**STATED PROBLEM 1**
In the records below, scale the lines starting with the line containing "Outline every instance of the hoodie" and going on through the line containing "177 119 L 177", both included. Reproduce those lines alone, requests too, with every coordinate in the answers multiplied by 2.2 and rounded to whole numbers (halves up), leaving the requests and their format samples unchanged.

**EXTRACT**
((
Utterance in Motion | 9'00"

clarinet, video & electronics (2018)
commissioned by Robert Spring
funded by Selmer Paris & HIDA Project Grant
premiere: ClarinetFest, Ostend, Belgium (July 7, 2018)
premiere by Robert Spring

video/animation: Claudia Rohrmoser
set Design: Nicola Minssen

“Utterance in Motion” is inspired by the impact of grief and the process of overcoming it.  The experience of loss is painful, but it can also be an enlightening and perhaps beautiful journey.  Through the physical expressions of grief, the work explores the language of sorrow.  This work was commissioned by the clarinetist Robert Spring and funded by Henri Selmer Paris and an HIDA Project Grant from Arizona State University.  The work was premiered at Clarinet Fest in Ostened, Belgium in July 2018 by Spring.  The accompanying video/animation was created by Claudia Rohrmoser with set design by Nicola Minssen.


Ums'n Jip. The Excess by Kotoka Suzuki.

The Excess | 7’00”
))
**EXTRACTED INFORMATION**
((
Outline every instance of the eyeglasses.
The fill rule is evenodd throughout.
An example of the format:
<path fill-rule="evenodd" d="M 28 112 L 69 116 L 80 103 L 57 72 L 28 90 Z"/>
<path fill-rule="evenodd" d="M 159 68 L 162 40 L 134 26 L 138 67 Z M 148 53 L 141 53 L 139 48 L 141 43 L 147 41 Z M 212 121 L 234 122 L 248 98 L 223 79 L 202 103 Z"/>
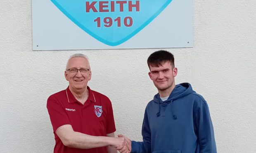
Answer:
<path fill-rule="evenodd" d="M 68 69 L 66 71 L 69 71 L 70 73 L 77 73 L 78 70 L 80 71 L 81 73 L 86 73 L 90 71 L 88 69 Z"/>

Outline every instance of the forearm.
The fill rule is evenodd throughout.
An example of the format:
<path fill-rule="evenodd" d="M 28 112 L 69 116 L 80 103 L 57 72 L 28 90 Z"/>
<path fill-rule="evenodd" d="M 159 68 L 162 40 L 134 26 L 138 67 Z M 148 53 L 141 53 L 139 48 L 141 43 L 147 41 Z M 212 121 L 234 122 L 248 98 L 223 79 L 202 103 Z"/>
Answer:
<path fill-rule="evenodd" d="M 110 137 L 114 137 L 115 133 L 114 132 L 107 134 L 107 136 Z M 116 149 L 116 148 L 111 147 L 110 146 L 108 146 L 108 153 L 117 153 Z"/>
<path fill-rule="evenodd" d="M 70 137 L 62 141 L 64 145 L 69 147 L 89 149 L 111 145 L 114 144 L 114 138 L 92 136 L 76 132 L 72 133 Z"/>

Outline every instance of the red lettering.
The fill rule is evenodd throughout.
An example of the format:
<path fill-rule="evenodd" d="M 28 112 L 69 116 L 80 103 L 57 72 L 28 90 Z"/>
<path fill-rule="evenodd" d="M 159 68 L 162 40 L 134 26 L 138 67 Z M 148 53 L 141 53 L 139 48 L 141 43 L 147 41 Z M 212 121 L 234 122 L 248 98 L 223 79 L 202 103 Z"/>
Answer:
<path fill-rule="evenodd" d="M 91 9 L 94 12 L 97 12 L 97 10 L 94 6 L 94 5 L 97 2 L 92 2 L 90 4 L 90 2 L 85 2 L 85 8 L 86 12 L 90 12 L 90 10 Z"/>

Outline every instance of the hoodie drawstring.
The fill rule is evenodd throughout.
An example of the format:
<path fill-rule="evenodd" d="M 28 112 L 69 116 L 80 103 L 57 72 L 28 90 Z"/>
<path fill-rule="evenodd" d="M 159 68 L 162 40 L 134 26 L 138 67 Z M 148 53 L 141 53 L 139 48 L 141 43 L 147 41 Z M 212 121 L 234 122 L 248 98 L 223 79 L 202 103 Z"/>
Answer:
<path fill-rule="evenodd" d="M 176 120 L 177 116 L 176 116 L 176 115 L 175 115 L 175 114 L 174 113 L 174 112 L 173 111 L 173 105 L 172 104 L 172 102 L 173 102 L 173 100 L 172 100 L 171 101 L 171 112 L 173 114 L 173 119 L 175 120 Z"/>
<path fill-rule="evenodd" d="M 158 101 L 158 112 L 156 113 L 156 116 L 157 117 L 159 117 L 160 116 L 160 102 Z"/>
<path fill-rule="evenodd" d="M 177 119 L 177 116 L 176 116 L 176 115 L 175 115 L 175 114 L 174 113 L 174 112 L 173 111 L 173 105 L 172 105 L 172 103 L 173 102 L 173 100 L 172 100 L 171 101 L 171 112 L 172 114 L 173 114 L 173 118 L 175 120 L 176 120 Z M 158 112 L 157 112 L 157 113 L 156 113 L 156 116 L 157 116 L 157 117 L 159 117 L 160 115 L 160 102 L 159 101 L 158 101 Z"/>

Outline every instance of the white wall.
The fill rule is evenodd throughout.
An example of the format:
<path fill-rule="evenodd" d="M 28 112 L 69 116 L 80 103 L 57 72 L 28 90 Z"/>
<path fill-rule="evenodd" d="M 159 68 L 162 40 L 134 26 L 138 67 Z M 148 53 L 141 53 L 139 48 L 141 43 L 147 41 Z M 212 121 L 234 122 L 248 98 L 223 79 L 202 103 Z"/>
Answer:
<path fill-rule="evenodd" d="M 176 83 L 190 82 L 207 101 L 218 153 L 255 153 L 256 1 L 194 0 L 193 7 L 194 47 L 167 49 Z M 66 63 L 77 53 L 90 58 L 89 86 L 112 101 L 116 133 L 141 140 L 145 108 L 157 93 L 146 60 L 157 49 L 32 51 L 31 7 L 31 0 L 0 2 L 0 152 L 52 152 L 46 100 L 67 86 Z"/>

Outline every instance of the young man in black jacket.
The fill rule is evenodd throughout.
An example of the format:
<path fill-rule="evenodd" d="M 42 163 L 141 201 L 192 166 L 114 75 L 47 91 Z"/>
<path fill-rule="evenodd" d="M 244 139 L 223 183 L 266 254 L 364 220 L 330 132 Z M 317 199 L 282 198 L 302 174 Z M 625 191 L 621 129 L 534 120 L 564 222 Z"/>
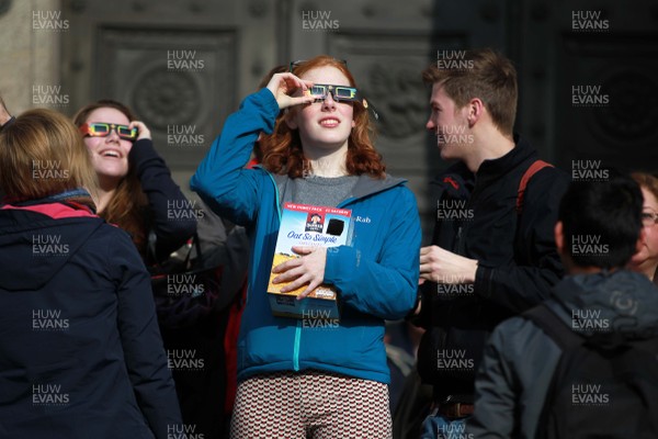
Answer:
<path fill-rule="evenodd" d="M 438 178 L 434 236 L 420 251 L 417 322 L 427 331 L 418 369 L 434 386 L 423 426 L 433 439 L 458 432 L 473 413 L 475 370 L 494 327 L 547 299 L 563 274 L 553 226 L 567 175 L 512 134 L 511 61 L 491 49 L 457 52 L 423 71 L 432 85 L 427 128 L 442 159 L 457 161 Z"/>
<path fill-rule="evenodd" d="M 643 216 L 642 192 L 622 175 L 574 182 L 558 219 L 555 239 L 568 275 L 532 311 L 543 316 L 538 324 L 510 318 L 489 338 L 466 436 L 656 437 L 658 290 L 624 269 L 643 233 L 656 226 Z"/>

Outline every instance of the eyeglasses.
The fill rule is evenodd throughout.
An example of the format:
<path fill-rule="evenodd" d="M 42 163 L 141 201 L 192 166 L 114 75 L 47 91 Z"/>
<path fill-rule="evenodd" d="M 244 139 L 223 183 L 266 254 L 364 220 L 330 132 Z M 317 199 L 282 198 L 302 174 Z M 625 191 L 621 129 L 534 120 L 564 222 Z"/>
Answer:
<path fill-rule="evenodd" d="M 344 65 L 345 67 L 348 67 L 348 61 L 344 59 L 336 59 L 333 58 L 334 61 L 340 63 L 342 65 Z M 290 66 L 288 66 L 288 71 L 292 72 L 296 67 L 299 67 L 300 65 L 303 65 L 304 63 L 308 61 L 308 59 L 298 59 L 296 61 L 291 61 Z"/>
<path fill-rule="evenodd" d="M 80 126 L 80 133 L 91 137 L 107 137 L 112 133 L 112 130 L 116 132 L 118 137 L 126 140 L 135 140 L 137 138 L 137 128 L 131 128 L 128 125 L 97 122 Z"/>
<path fill-rule="evenodd" d="M 642 224 L 645 227 L 653 226 L 654 224 L 658 224 L 658 213 L 653 211 L 644 211 L 642 213 Z"/>
<path fill-rule="evenodd" d="M 354 87 L 331 86 L 328 83 L 316 83 L 308 88 L 308 95 L 315 98 L 316 102 L 324 101 L 329 94 L 336 102 L 361 102 L 363 98 Z"/>

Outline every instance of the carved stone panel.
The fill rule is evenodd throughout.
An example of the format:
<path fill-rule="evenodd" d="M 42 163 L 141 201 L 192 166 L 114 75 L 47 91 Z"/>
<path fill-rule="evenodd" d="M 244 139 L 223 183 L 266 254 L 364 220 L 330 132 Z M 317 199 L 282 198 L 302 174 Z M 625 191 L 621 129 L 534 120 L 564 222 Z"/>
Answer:
<path fill-rule="evenodd" d="M 194 169 L 235 108 L 235 34 L 107 27 L 97 44 L 92 98 L 127 103 L 170 165 Z"/>

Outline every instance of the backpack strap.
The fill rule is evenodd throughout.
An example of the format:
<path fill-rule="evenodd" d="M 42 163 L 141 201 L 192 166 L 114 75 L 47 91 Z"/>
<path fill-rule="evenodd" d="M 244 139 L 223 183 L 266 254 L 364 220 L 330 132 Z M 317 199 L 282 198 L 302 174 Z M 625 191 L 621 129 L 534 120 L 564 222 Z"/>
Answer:
<path fill-rule="evenodd" d="M 517 192 L 517 214 L 521 215 L 521 212 L 523 212 L 523 199 L 525 196 L 525 188 L 527 187 L 527 182 L 532 176 L 544 168 L 554 168 L 554 166 L 547 161 L 537 159 L 525 170 L 523 177 L 521 177 L 521 182 L 519 183 L 519 190 Z"/>

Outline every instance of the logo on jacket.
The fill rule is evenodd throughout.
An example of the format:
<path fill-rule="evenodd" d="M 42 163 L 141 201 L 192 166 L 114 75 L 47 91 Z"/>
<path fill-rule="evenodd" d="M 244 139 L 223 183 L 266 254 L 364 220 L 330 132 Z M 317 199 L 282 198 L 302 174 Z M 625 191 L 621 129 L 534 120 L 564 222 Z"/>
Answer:
<path fill-rule="evenodd" d="M 610 403 L 610 394 L 603 392 L 601 384 L 571 384 L 571 404 L 601 406 Z"/>
<path fill-rule="evenodd" d="M 61 384 L 33 384 L 32 405 L 63 406 L 69 403 L 69 394 L 61 392 Z"/>
<path fill-rule="evenodd" d="M 205 439 L 195 424 L 167 424 L 167 439 Z"/>
<path fill-rule="evenodd" d="M 436 369 L 443 371 L 473 371 L 475 360 L 466 356 L 465 349 L 439 349 Z"/>
<path fill-rule="evenodd" d="M 574 257 L 605 257 L 610 254 L 610 246 L 601 241 L 600 235 L 571 236 L 571 256 Z"/>
<path fill-rule="evenodd" d="M 475 439 L 475 435 L 466 432 L 466 423 L 445 423 L 436 427 L 436 439 Z"/>
<path fill-rule="evenodd" d="M 61 309 L 32 309 L 32 330 L 68 330 L 69 319 Z"/>
<path fill-rule="evenodd" d="M 61 235 L 32 235 L 32 256 L 67 256 L 69 245 L 61 243 Z"/>
<path fill-rule="evenodd" d="M 601 160 L 571 160 L 571 180 L 608 181 L 610 170 L 601 166 Z"/>
<path fill-rule="evenodd" d="M 466 207 L 466 200 L 439 200 L 436 202 L 438 221 L 470 221 L 475 214 Z"/>
<path fill-rule="evenodd" d="M 198 371 L 205 361 L 196 353 L 196 349 L 167 349 L 167 367 L 169 369 Z"/>
<path fill-rule="evenodd" d="M 576 331 L 611 330 L 610 319 L 601 317 L 601 309 L 571 309 L 571 328 Z"/>
<path fill-rule="evenodd" d="M 167 219 L 190 221 L 203 219 L 205 212 L 196 200 L 169 200 L 167 201 Z"/>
))
**STATED PROBLEM 2**
According to the note on Utterance in Motion, who created the video/animation for the work?

**COMPLETE RESPONSE 1**
Outline every instance of the hoodie drawstring.
The fill rule is evenodd throughout.
An example of the format:
<path fill-rule="evenodd" d="M 28 112 L 69 116 L 80 103 L 57 72 L 28 90 Z"/>
<path fill-rule="evenodd" d="M 159 68 L 162 40 L 134 26 L 138 67 Z M 148 53 L 141 53 L 139 48 L 141 43 L 147 41 Z M 212 121 L 234 122 L 248 98 L 223 79 L 202 103 Z"/>
Answer:
<path fill-rule="evenodd" d="M 387 264 L 389 255 L 387 255 L 387 253 L 385 253 L 385 251 L 383 249 L 383 246 L 381 244 L 381 231 L 378 229 L 378 224 L 381 224 L 381 220 L 378 220 L 376 222 L 376 246 L 381 251 L 381 262 L 385 264 Z"/>
<path fill-rule="evenodd" d="M 348 222 L 348 246 L 343 249 L 343 255 L 345 257 L 350 257 L 352 255 L 352 224 Z"/>
<path fill-rule="evenodd" d="M 389 262 L 389 255 L 387 255 L 387 253 L 385 253 L 385 251 L 383 249 L 383 246 L 381 244 L 381 231 L 378 231 L 378 227 L 381 224 L 381 220 L 378 220 L 376 222 L 376 246 L 378 251 L 381 251 L 381 260 L 385 264 L 387 264 Z M 348 246 L 345 246 L 345 249 L 343 249 L 343 255 L 345 255 L 345 257 L 350 257 L 352 253 L 352 224 L 350 222 L 348 222 Z"/>

**COMPLETE RESPONSE 2**
Claudia Rohrmoser